(Rows from a dataset)
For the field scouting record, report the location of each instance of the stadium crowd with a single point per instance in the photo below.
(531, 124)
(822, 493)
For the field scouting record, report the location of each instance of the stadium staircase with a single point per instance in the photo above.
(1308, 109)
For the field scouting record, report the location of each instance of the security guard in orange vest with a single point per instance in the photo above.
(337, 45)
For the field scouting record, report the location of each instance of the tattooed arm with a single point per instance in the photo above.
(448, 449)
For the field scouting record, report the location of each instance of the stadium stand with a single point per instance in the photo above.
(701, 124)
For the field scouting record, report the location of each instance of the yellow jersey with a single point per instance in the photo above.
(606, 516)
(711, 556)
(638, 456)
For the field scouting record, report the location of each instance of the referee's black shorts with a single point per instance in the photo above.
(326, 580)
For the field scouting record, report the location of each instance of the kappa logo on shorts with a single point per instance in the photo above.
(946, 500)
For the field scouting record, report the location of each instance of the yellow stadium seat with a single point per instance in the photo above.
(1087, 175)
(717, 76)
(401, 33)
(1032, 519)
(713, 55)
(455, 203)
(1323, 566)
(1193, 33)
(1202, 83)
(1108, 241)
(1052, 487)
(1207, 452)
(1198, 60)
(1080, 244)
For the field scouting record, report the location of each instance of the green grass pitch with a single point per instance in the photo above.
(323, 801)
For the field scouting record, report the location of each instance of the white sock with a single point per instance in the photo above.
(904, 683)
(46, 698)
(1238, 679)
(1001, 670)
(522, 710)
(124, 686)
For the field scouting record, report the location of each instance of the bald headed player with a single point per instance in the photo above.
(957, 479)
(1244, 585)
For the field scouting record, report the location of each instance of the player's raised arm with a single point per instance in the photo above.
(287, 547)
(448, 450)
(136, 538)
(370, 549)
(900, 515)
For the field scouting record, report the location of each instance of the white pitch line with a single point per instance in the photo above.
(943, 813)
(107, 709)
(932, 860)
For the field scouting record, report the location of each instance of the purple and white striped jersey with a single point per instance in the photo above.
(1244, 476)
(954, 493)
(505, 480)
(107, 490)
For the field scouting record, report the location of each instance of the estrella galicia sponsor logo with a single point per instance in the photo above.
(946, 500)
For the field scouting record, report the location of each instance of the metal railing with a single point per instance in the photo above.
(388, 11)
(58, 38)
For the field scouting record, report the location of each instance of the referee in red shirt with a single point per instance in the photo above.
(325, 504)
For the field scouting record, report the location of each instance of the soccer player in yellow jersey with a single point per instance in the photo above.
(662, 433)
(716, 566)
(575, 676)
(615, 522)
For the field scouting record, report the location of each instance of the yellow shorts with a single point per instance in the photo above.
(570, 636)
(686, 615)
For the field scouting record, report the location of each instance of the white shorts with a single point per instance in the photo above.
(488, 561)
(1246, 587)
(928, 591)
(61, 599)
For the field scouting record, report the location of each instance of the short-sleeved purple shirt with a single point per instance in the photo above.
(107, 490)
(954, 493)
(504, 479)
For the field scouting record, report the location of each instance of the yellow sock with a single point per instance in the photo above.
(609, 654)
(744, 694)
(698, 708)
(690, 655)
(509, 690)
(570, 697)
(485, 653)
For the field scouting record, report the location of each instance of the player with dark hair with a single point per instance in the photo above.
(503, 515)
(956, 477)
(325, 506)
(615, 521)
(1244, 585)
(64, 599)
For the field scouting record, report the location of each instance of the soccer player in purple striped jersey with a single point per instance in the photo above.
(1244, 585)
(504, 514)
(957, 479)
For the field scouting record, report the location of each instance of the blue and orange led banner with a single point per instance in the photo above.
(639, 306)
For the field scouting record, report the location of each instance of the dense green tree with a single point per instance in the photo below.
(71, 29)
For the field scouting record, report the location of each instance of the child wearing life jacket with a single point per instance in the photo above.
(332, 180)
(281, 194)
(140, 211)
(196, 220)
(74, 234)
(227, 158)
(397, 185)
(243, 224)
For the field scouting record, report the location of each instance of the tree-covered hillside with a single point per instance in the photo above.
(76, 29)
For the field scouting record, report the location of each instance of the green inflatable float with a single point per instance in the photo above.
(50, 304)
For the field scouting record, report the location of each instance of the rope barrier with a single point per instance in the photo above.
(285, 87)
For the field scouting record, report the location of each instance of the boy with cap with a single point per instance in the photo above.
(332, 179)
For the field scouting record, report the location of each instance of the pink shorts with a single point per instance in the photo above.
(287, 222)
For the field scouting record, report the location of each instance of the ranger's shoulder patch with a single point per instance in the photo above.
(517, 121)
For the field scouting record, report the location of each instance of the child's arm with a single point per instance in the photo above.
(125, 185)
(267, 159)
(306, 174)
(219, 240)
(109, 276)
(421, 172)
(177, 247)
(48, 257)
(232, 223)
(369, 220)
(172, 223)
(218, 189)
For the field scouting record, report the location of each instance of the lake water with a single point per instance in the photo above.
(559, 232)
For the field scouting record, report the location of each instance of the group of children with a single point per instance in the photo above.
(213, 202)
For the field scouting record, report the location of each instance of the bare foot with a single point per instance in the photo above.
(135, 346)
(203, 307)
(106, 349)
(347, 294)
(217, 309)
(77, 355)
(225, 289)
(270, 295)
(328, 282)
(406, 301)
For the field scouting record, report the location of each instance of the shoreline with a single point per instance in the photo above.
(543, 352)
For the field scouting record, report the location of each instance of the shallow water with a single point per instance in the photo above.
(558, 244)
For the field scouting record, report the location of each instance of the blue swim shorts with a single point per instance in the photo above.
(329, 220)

Task requirements -> Could you rewrite all the rows above so that every "field scouting record" becomes "match survey log", with nothing else changed?

Full solution ->
For the match survey log, report the location of each instance of the stadium crowd with a single point per instance in the photo below.
(531, 124)
(822, 493)
For the match survey log, report the location of each instance of the stadium staircase with a single point per instance in the photo above.
(1308, 109)
For the match survey log, report the location of each instance of the security guard in orange vest with a single point per instance in the photo above.
(337, 45)
For the match survey log, report the location of each instance of the tattooed arm with a single point per instance in the photo above.
(448, 449)
For the match survey log, report the location of each instance of the stadium stand with a single point per instance in the photo above.
(701, 124)
For the match survey log, report the location of each instance of the yellow jersey with a single point per instance in the photo above.
(606, 516)
(711, 556)
(638, 456)
For the match survey log, report the location of each instance of the referee's black shorts with a single point per instance in the photo above.
(326, 580)
For the match survey log, report the location of each instance of the kappa logo on shorts with a single point per instance in the photo above.
(946, 500)
For the match survey log, report the location of each instance of the yellow stadium seat with a single point per instance in the photo above.
(1087, 175)
(717, 76)
(401, 33)
(1032, 519)
(713, 55)
(455, 203)
(1323, 566)
(1193, 33)
(1202, 83)
(1108, 241)
(1052, 487)
(1207, 452)
(1198, 60)
(1080, 244)
For the match survey log, report the location of each instance of the green grass pitch with a single point per instance in the photo above.
(323, 801)
For the match survey log, report the location of each instance of the white sock with a single point per instance in the photo above.
(904, 683)
(46, 698)
(1238, 679)
(1001, 670)
(522, 710)
(124, 686)
For the match survey log, report the location of each instance of the bald headed player with a single point per instance in the photo above.
(957, 479)
(1244, 585)
For the match survey log, report the location of each instance of the player's raised arm with a single point per instance in the photo above.
(287, 547)
(448, 450)
(136, 538)
(370, 549)
(900, 515)
For the match survey log, report the location of each instance of the white pitch line with a single point per instance in the photo above.
(943, 813)
(107, 709)
(932, 860)
For the match survey log, report the location of each instance of the purple and white striped jersey with a single point per instance in the photo above.
(1244, 476)
(954, 493)
(505, 480)
(107, 490)
For the match survey log, report the location of each instance of the estrella galicia sponsor logo with a single point per instance in the photo above.
(946, 500)
For the match survey log, report the location of each instance of the metal railing with a single point per instance in the photo above.
(388, 11)
(58, 38)
For the match survey log, report the location of each instance of the referee in red shirt with a single point per instance in the photo above.
(325, 504)
For the match survey log, report the location of each instance of the soccer player in yellow jersey with a single point per instance in the photo above.
(662, 433)
(716, 566)
(575, 676)
(615, 522)
For the match survey log, report the location of each instance of the yellow shorts with a single point per instance in the photo above.
(570, 636)
(686, 615)
For the match survey log, report the location of each instance of the white shorts with a single point per instance in the photo above.
(488, 561)
(1246, 587)
(928, 591)
(61, 599)
For the match survey log, report the location of each instance of the short-sleeved purple shirt with a single point per instance in the photo above.
(107, 490)
(954, 493)
(504, 479)
For the match survey log, report the location of each instance of the yellow sock with a single point per instance in the photo above.
(609, 654)
(744, 694)
(698, 708)
(690, 655)
(509, 690)
(570, 697)
(485, 653)
For the match survey log, report the location of each instance of the player with dark hair with a single point per instance in the photo above.
(503, 515)
(956, 477)
(325, 506)
(615, 521)
(1244, 585)
(64, 599)
For the match survey log, report the location of each instance of the soccer player in purple striped jersey with a single point per instance in the photo above.
(1244, 585)
(504, 514)
(957, 479)
For the match survey log, report the location of each instance of the blue and orange led banner with a single point per instance in the photo above.
(639, 306)
For the match survey log, report the location of each instance of the dense green tree with a single point per instance in the photo below.
(71, 29)
For the match survey log, report the location of each instance of the child wearing life jacket with a single point per instance in the photo above.
(332, 180)
(281, 194)
(140, 211)
(196, 220)
(74, 234)
(227, 158)
(397, 185)
(243, 224)
For the match survey log, report the location of each instance of the tree-covered hillside with a single point per instance in the photo above.
(76, 29)
For the match survey log, report the location of each instance of the green inflatable float with a single point per instance in the photo above.
(50, 304)
For the match survey log, report the location of each instance of the rope barrier with a single point per instance in the photo above.
(285, 87)
For the match survey log, report the location of each instance of the boy with cap with a single point per instance in the photo above.
(332, 179)
For the match survey log, report the location of each instance of the pink shorts with a single point per instance in the photo above.
(287, 222)
For the match survey log, report the location of each instance of the ranger's shoulder patch with a single point per instance in the photo above.
(517, 121)
For the match survey log, report the location of each instance of the child's arm with a single point per instance in the photo above.
(125, 185)
(267, 159)
(306, 174)
(219, 240)
(109, 276)
(421, 172)
(177, 247)
(48, 257)
(232, 223)
(369, 220)
(172, 223)
(218, 189)
For the match survey log, report the location of each instance of the lake water with a single point per instance in the photo above.
(559, 232)
For the match survey log, report the location of each instance of the group of children with a single point per instance in the photo above.
(213, 202)
For the match survey log, report the location of each instance of the bare foot with a single point per instance in the photo above.
(135, 346)
(203, 307)
(106, 349)
(347, 294)
(217, 309)
(77, 355)
(225, 289)
(270, 295)
(328, 282)
(406, 301)
For the match survey log, report the location of each instance of the shoreline with a single point per instance in the photo above.
(543, 352)
For the match survey log, report the location of each instance of the shallow water with a single point per instance in the photo above.
(558, 244)
For the match survey log, report the location of each instance of the blue swim shorts with a single point per instance in the photo above.
(329, 220)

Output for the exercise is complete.